**Required actions**
(a) Please answer these questions from the Vidyasagar Udyan article:
(i) What was the park formerly known as?
(ii) Which body maintains the park?
(iii) On what date were the premises named after Iswar Chandra Vidyasagar?
(b) Carry on the Vidyasagar Udyan article from its final sentence.

**Text extract**
▬▬▬▬▬▬▬▬▬▬

- Type: Urban park
- Location: College Street, Kolkata
- Area: Kolkata metropolitan area
- Authorized: 1979
- Operator: Kolkata Municipal Corporation
- Status: Open
- Public transit: Nearest Metro: Central; MG Road; ; Nearest railway station: Sealdah; ; Nearest bus stop: College Street; ;

= Vidyasagar Udyan =

Park in Kolkata

Vidyasagar Udyan is an urban park in Central Kolkata near College Street. Formerly and natively known as "College Square", the park is located along the premises of University of Calcutta, Presidency University and Sanskrit College. The park is famous for its lively student scene around the multiple universities and colleges and contains a big outside swimming pool named "College Square Swimming Pool".

==Premises==
Vidyasagar Udyan is maintained by Kolkata Municipal Corporation and named after famous Bengali Renaissance icon and educationist Iswar Chandra Vidyasagar. The College Square premises were named after him on 18 September 1979, by Kolkata Municipal Corporation on the presence of Prasanta Kumar Sur, Minister for Local Self-Government, Government of West Bengal.

▬▬▬▬▬▬▬▬▬▬

**Source data**
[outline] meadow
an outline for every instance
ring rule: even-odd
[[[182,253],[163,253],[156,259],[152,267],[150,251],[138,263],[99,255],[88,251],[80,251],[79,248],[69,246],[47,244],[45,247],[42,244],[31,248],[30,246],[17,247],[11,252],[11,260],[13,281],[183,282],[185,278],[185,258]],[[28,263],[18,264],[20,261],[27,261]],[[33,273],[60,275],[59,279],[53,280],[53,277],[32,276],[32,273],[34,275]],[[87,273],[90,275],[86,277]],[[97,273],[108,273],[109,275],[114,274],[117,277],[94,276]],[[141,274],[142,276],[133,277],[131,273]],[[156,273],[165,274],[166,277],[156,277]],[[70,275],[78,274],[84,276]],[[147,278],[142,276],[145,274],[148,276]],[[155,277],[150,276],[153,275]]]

▬▬▬▬▬▬▬▬▬▬

**Task answers**
(a)
(i) College Square
(ii) Kolkata Municipal Corporation
(iii) 18 September 1979

(b)
The College Square also contains a Canteen with cheap prices. The canteen attracts mainly students and regular office holders. College Square Swimming Pool is situated inside the premises. The swimming pool is mainly used by "College Square Swimming Club" which was founded in 1917 and recently had its bicentenary celebrations. University students and other clubs also practice their swimming here.

==Popular culture==
Each year, an event of Durga Puja is performed by the College Square Durga Puja Committee. This puja event is periodically reported to witness heavy footfall during the concerned festival time. College Square Swimming Pool and the park are decorated by lights.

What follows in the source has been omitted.